■ Given text ■
────────────────────

Open MPI logo

Open MPI Development Mailing List Archives

  |   Home   |   Support   |   FAQ   |   all Development mailing list

Subject: Re: [OMPI devel] 1.7 rc4 compilation error
From: Ralph Castain (rhc_at_[hidden])
Date: 2012-10-30 15:06:02


Sure - I can do that.

On Oct 30, 2012, at 11:29 AM, Edgar Gabriel <gabriel_at_[hidden]> wrote:

> glad to hear that. However, since we are also having the problem with
> the lustre-fs module for static builds, I think it would still make
> sense to disable fs/lustre/ for 1.7.0
>
> Edgar
>
> On 10/30/2012 12:34 PM, Ralph Castain wrote:
>> I hate odin :-(
>>
>> FWIW: it all works fine today, no matter how I configure it. No earthly idea what happened.
>>
>> Ignore these droids....
>>
>>
>> On Oct 30, 2012, at 7:28 AM, Edgar Gabriel <gabriel_at_[hidden]> wrote:
>>
>>> ok, so a couple of things.
>>>
>>> I still think it is the same issue that I observed 1-2 days ago. Could
>>> you try to remove the fs/lustre component from your compilation, e.g. by
>>> adding an .ompi_ignore file into that directory, and see whether this
>>> fixes the issue?
>>>
>>> I tried on my machine (no lustre, no ib) compilations with
>>> --disable-mpi-io *or* --disable-io-romio, and both worked correctly and
>>> I could run things. Note, that the flags are truly different meanwhile,
>>> since the second flag is now equivalent to --enable-mca-no-build=io:romio
>>> The first flag disables the io, fcoll, fs and sharedfp frameworks.
>>> (prior to ompio they had basically the same effect).

────────────────────

■ Data ■
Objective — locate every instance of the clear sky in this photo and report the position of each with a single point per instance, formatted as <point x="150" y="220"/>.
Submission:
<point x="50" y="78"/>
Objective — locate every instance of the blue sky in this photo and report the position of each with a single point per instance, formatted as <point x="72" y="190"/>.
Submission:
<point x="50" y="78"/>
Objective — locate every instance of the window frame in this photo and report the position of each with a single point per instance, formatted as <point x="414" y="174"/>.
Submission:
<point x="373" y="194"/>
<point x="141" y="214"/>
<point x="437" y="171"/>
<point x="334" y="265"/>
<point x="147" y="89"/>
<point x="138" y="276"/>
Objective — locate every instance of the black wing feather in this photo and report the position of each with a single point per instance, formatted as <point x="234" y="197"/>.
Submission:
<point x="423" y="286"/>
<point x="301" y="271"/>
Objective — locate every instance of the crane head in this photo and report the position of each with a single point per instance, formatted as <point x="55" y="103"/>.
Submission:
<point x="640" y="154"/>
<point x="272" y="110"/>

────────────────────

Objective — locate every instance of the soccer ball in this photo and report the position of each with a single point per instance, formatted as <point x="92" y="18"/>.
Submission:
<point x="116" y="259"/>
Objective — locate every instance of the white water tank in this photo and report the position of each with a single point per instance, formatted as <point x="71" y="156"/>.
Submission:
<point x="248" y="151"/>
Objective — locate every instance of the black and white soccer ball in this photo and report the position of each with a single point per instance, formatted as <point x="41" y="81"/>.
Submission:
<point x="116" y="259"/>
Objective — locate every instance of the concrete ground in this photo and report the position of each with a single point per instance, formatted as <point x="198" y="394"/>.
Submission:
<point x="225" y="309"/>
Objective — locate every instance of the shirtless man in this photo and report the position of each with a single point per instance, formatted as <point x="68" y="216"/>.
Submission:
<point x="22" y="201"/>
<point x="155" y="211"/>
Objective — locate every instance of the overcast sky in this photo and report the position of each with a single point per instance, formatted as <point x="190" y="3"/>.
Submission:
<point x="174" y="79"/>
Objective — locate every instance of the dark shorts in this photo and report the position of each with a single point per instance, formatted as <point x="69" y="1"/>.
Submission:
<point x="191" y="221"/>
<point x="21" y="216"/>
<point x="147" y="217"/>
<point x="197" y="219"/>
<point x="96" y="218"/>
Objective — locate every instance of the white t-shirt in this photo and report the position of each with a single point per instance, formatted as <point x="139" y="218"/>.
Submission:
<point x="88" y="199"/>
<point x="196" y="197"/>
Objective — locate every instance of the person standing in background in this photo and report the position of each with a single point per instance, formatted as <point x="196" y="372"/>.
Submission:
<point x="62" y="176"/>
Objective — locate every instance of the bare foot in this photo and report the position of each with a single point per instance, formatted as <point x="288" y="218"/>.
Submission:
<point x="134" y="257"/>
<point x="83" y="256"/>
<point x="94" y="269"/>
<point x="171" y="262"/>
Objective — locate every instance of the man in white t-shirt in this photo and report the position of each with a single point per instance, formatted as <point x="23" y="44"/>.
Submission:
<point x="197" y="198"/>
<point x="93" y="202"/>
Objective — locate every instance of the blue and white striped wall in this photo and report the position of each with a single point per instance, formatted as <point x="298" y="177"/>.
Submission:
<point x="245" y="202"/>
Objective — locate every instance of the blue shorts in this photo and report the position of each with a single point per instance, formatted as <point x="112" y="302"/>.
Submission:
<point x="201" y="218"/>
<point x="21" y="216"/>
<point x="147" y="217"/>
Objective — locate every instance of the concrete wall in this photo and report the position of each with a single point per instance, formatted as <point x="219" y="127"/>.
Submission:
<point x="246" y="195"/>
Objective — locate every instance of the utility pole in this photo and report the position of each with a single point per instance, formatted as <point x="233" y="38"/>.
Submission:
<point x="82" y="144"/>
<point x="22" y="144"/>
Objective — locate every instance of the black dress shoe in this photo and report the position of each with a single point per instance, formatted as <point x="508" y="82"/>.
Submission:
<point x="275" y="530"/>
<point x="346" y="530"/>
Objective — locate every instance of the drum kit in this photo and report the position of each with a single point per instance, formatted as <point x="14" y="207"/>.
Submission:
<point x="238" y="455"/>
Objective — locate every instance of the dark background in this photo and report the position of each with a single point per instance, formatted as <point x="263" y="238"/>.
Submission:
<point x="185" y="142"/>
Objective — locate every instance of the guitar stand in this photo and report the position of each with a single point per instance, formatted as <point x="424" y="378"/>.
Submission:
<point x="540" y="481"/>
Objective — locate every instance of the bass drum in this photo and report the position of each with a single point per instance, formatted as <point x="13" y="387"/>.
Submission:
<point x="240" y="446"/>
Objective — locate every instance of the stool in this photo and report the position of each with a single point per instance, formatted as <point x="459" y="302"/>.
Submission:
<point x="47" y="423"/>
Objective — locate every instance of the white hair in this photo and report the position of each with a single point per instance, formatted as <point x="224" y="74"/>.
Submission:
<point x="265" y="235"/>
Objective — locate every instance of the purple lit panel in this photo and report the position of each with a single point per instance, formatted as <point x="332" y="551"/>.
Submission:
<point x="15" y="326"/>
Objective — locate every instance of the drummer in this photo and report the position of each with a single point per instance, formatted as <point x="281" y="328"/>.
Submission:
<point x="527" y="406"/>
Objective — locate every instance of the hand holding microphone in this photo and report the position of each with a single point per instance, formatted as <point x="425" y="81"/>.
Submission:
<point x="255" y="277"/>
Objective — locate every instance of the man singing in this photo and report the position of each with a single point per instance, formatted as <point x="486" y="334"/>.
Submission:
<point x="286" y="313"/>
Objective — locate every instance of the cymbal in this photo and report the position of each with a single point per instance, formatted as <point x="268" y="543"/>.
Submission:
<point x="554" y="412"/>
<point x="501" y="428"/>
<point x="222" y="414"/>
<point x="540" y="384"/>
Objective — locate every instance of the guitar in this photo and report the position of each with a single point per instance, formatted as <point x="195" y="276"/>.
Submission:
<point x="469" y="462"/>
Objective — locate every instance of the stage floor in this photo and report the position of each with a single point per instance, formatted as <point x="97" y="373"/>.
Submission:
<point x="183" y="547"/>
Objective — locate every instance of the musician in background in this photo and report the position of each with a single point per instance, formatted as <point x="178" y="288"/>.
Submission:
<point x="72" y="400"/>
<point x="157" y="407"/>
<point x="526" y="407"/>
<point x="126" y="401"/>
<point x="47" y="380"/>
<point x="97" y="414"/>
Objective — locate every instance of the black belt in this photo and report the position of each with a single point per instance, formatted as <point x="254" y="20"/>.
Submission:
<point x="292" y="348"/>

────────────────────

■ Task A ■
According to the Open MPI mailing list thread, which frameworks does the --disable-mpi-io flag disable?
■ Task B ■
Extend the Open MPI mailing list thread on the 1.7 rc4 compilation error past its final sentence.

■ Expected output A ■
It disables the io, fcoll, fs and sharedfp frameworks.

■ Expected output B ■
>>>
>>> In your particular case this means, that you disabled romio, but the
>>> entire ompio stack is still compiled, and error must come from that
>>> portion. If my suspecion is correct, it is still liblustre
>>> messing around with the malloc hooks, and that causes the stack frame to
>>> be completely broken. I thought I fixed that since we did not have the
>>> issue on trunk, but we did observe that in the 1.7 branch 1-2 days back
>>> as well, and I was looking into that.
>>>
>>> That being said, there is another malloc-hooks issue that makes me a bit
>>> nervous. The compilation of the otf stuff produced a ton of warnings on
>>> my machine with gcc4.6.2 also with respect to the _malloc_hooks and
>>> _realloc_hooks. Not sure whether this contributed to the problem as
>>> well, just thought I bring it up since we seem to have a corrupted stack
>>> frame problem.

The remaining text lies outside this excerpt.